## SOURCE EXCERPT
⟨

21. - you expect that you would be able to take your pistol & head for home at that moment...
22. - but NOOO! you have apparently not bought a handgun, but a receipt! this is your first handgun, so you are unaware of the procedure! let's call this day zero.
23. - you have to go back to the county clerk's office to request an amendment to your pistol permit. fill out forms, show your permit, record the make, model, caliber of the handgun & show the receipt you got from the gun store. still day zero.
24. now WAIT for the judge of your county to add the new firearm to your permit (day zero plus 3), & issue you a "coupon" which will entitle you to receive the firearm which you have already paid for, from the gun retailer.
25. receive the notice of amendment in the mail (day zero plus 13), rush to the county clerk's office , fill out another form, pay $3 & take possession of the "coupon" to bring to your gun dealer.
26. bring coupon to dealer w/the receipt & your original permit, fill out yet ANOTHER federal form (1 page for you, 1 page for the dealer to complete).
27. FINALLY, travel home with your new handgun & expect you'll have to go thru the same amendment/coupon/receipt procedure for _*every *_handgun you acquire in the future!
28. wonder if the gang-bangers go thru all this to get their glocks? naaaah, prob'ly not. i could probably go to the BAD side of town with a few hundred $ and get a gun in 1hr or less!


----------



## nky1129 (Nov 3, 2008)

In Kentucky you don't have to own a gun to get your CCDW. The instructor even said that if any of us wanted to save our expensive ammo we could use one of a few Ruger Mark IIIs that he had. And he only charged people $1.00 for the 20 rounds that they needed to use.


----------



## tekhead1219 (May 16, 2008)

nky1129 said:


> In Kentucky you don't have to own a gun to get your CCDW.


Same in Texas. You can rent a gun to take the course. 9 hour class and approx $265.00 ($125.00 for the class and $140.00 to the state) for initial CHL. Get license (approx. 90 day wait), go to gun store, buy gun, take home in 10 minutes. Without license, go to gun store, buy gun, approx. 30 minute wait, take home. :smt023


----------



## Grizcat68 (Feb 16, 2009)

orienteeer said:


> last may, i decided to apply for a pistol permit in albany county, & kept a running record of the hoops i had to jump through to succeed. i have documented them here, & hope they impress upon you the overkill in time, money, & rigmarole required. i should point out that i am a 58-year old man, lived in albany county & have been using firearms all my life, & have no police record at all.
> 
> so, here's how to get your pistol license & a handgun (legally) in albany county, n.y. (your experience may vary):
> 
> ...


WOW!!! I thought it was bad that I had to drive back and get the original training certificate when I found out the Sherriff's department did accept copies when I applied. :buttkick:


----------



## dK (Apr 18, 2009)

Hi guys, new to the forum... thought this would be a good post to start with.

I don't own a gun yet, but I just completed the process to obtain my CCW.

⟩

## MATERIAL SHOWN
⟨

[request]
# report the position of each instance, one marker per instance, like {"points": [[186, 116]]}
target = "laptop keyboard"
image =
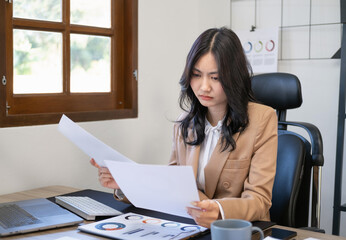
{"points": [[13, 216]]}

⟩

## PROBLEMS AND TASKS
1. From the forum thread on pistol permits, copy everything from "24. now WAIT" down to "your gun dealer.".
2. Summarize the forum thread on pistol permits in two sentences.
3. According to the forum thread on pistol permits, how much did the Kentucky instructor charge for the 20 rounds needed in the course?

## WRITTEN ANSWERS
1.
24. now WAIT for the judge of your county to add the new firearm to your permit (day zero plus 3), & issue you a "coupon" which will entitle you to receive the firearm which you have already paid for, from the gun retailer.
25. receive the notice of amendment in the mail (day zero plus 13), rush to the county clerk's office , fill out another form, pay $3 & take possession of the "coupon" to bring to your gun dealer.

2. One poster lays out the steps for legally getting a handgun in Albany County, New York: after buying the gun, the buyer must amend the pistol permit at the county clerk's office, wait for the county judge to add the firearm, collect a "coupon," and fill out another federal form at the dealer, and the same steps apply to every future handgun. Other posters note that in Kentucky and Texas you don't need to own a gun to take the carry course, and a Texas license holder can buy a gun and take it home in about 10 minutes.

3. He charged $1.00 for the 20 rounds.